## Set task 1
Lay out the entries as a Markdown table with the columns "Row" and "Line", from the first line of the entries through the line containing "[103, 105, 447, 349]", and leave out any blank lines.

## Text block
**********

# Between Being a Connection and Being an Elliptic Operator

Let $E$ be a smooth complex vector bundle over a smooth compact manifold $M$ and let $H$ be the $Z_{2}$-graded (with the $Z_{2}$-grading given by even/odd forms) Hilbert space of $L_{2}$ (with respect to some fixed metrics on $M$ and $E$) differential forms with values in $E$ which is naturally a $\Omega^{\bullet}(M)$-module. A connection $\nabla$ on $E$ by definition satisfies $[\nabla, \omega]=d\omega$, where $\omega$ stands for the action of the form $\omega \in \Omega^{\bullet}(M)$ on $H$ and the commutator is graded. So, in particular $\nabla$ satisfies $$[\nabla, d\omega]=0$$

My questions is: Do there exist examples of odd operators $P$ on $H$ which

(1) satisfy that last equation, i.e. $[P, d\omega]=0$ for every $\omega \in \Omega^{\bullet}(M)$ and

(2) which at the same time behave like elliptic operators in the sense that they have compact resolvent.

**********

## Set task 2
In the question about connections and elliptic operators, what property must the operators have to behave like elliptic operators?

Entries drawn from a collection
**********

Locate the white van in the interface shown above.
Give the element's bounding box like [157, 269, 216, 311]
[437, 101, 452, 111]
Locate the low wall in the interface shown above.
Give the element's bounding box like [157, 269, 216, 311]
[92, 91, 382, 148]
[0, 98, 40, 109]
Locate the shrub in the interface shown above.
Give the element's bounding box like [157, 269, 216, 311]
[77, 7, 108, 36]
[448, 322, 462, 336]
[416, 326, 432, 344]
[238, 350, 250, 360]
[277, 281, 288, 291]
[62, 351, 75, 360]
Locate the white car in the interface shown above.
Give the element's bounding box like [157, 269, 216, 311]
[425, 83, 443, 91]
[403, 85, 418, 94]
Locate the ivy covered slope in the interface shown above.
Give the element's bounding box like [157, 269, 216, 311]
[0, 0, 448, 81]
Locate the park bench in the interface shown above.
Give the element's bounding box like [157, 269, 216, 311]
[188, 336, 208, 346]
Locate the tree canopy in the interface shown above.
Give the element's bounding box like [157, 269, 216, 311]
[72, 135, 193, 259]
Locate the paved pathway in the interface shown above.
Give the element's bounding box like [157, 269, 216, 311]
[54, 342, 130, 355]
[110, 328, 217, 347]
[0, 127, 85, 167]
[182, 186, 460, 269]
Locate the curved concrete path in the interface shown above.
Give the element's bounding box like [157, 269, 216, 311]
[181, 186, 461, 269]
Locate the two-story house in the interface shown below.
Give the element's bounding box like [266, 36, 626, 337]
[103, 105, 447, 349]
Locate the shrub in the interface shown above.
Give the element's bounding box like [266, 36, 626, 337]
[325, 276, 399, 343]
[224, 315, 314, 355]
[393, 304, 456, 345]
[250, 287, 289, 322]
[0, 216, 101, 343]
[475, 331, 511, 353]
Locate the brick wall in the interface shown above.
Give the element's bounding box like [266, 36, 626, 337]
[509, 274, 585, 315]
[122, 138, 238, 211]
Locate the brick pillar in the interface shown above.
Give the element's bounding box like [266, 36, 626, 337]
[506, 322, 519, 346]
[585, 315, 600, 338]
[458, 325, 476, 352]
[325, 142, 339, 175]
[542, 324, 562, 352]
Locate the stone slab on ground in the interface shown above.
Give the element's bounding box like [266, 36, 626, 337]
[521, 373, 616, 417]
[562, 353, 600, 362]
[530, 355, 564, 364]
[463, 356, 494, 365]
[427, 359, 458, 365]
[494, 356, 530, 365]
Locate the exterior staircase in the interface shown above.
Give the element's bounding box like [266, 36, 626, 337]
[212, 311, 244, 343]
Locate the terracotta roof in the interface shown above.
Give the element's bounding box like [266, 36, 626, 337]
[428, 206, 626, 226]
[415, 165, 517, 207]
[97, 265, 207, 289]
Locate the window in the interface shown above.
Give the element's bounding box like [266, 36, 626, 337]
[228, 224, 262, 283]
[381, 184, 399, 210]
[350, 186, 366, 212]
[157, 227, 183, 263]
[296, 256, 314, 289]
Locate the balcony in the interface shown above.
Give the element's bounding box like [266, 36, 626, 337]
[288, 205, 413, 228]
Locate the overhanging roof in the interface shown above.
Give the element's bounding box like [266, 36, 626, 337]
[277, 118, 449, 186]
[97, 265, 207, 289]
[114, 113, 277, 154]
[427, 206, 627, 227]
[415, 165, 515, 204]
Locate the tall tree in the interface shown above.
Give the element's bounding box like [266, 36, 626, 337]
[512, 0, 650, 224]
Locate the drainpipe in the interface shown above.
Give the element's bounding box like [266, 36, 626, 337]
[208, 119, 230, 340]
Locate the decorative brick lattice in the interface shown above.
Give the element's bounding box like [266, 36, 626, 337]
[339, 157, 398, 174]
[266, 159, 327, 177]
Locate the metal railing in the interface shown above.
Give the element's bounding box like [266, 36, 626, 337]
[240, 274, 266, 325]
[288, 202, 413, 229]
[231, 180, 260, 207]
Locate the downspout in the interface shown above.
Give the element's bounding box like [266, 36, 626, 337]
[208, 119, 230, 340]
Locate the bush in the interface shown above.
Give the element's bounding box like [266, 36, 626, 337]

**********

## Worked solution 1
| Row | Line |
|---|---|
| 1 | Locate the white van in the interface shown above. |
| 2 | Give the element's bounding box like [157, 269, 216, 311] |
| 3 | [437, 101, 452, 111] |
| 4 | Locate the low wall in the interface shown above. |
| 5 | Give the element's bounding box like [157, 269, 216, 311] |
| 6 | [92, 91, 382, 148] |
| 7 | [0, 98, 40, 109] |
| 8 | Locate the shrub in the interface shown above. |
| 9 | Give the element's bounding box like [157, 269, 216, 311] |
| 10 | [77, 7, 108, 36] |
| 11 | [448, 322, 462, 336] |
| 12 | [416, 326, 432, 344] |
| 13 | [238, 350, 250, 360] |
| 14 | [277, 281, 288, 291] |
| 15 | [62, 351, 75, 360] |
| 16 | Locate the white car in the interface shown above. |
| 17 | Give the element's bounding box like [157, 269, 216, 311] |
| 18 | [425, 83, 443, 91] |
| 19 | [403, 85, 418, 94] |
| 20 | Locate the ivy covered slope in the interface shown above. |
| 21 | Give the element's bounding box like [157, 269, 216, 311] |
| 22 | [0, 0, 448, 81] |
| 23 | Locate the park bench in the interface shown above. |
| 24 | Give the element's bounding box like [157, 269, 216, 311] |
| 25 | [188, 336, 208, 346] |
| 26 | Locate the tree canopy in the interface shown above. |
| 27 | Give the element's bounding box like [157, 269, 216, 311] |
| 28 | [72, 135, 193, 259] |
| 29 | Locate the paved pathway in the interface shown above. |
| 30 | Give the element's bounding box like [157, 269, 216, 311] |
| 31 | [54, 342, 130, 355] |
| 32 | [110, 328, 217, 347] |
| 33 | [0, 127, 85, 167] |
| 34 | [182, 186, 460, 269] |
| 35 | Locate the curved concrete path in the interface shown above. |
| 36 | Give the element's bounding box like [157, 269, 216, 311] |
| 37 | [181, 186, 461, 269] |
| 38 | Locate the two-story house in the interface shown below. |
| 39 | Give the element's bounding box like [266, 36, 626, 337] |
| 40 | [103, 105, 447, 349] |

## Worked solution 2
They must have compact resolvent.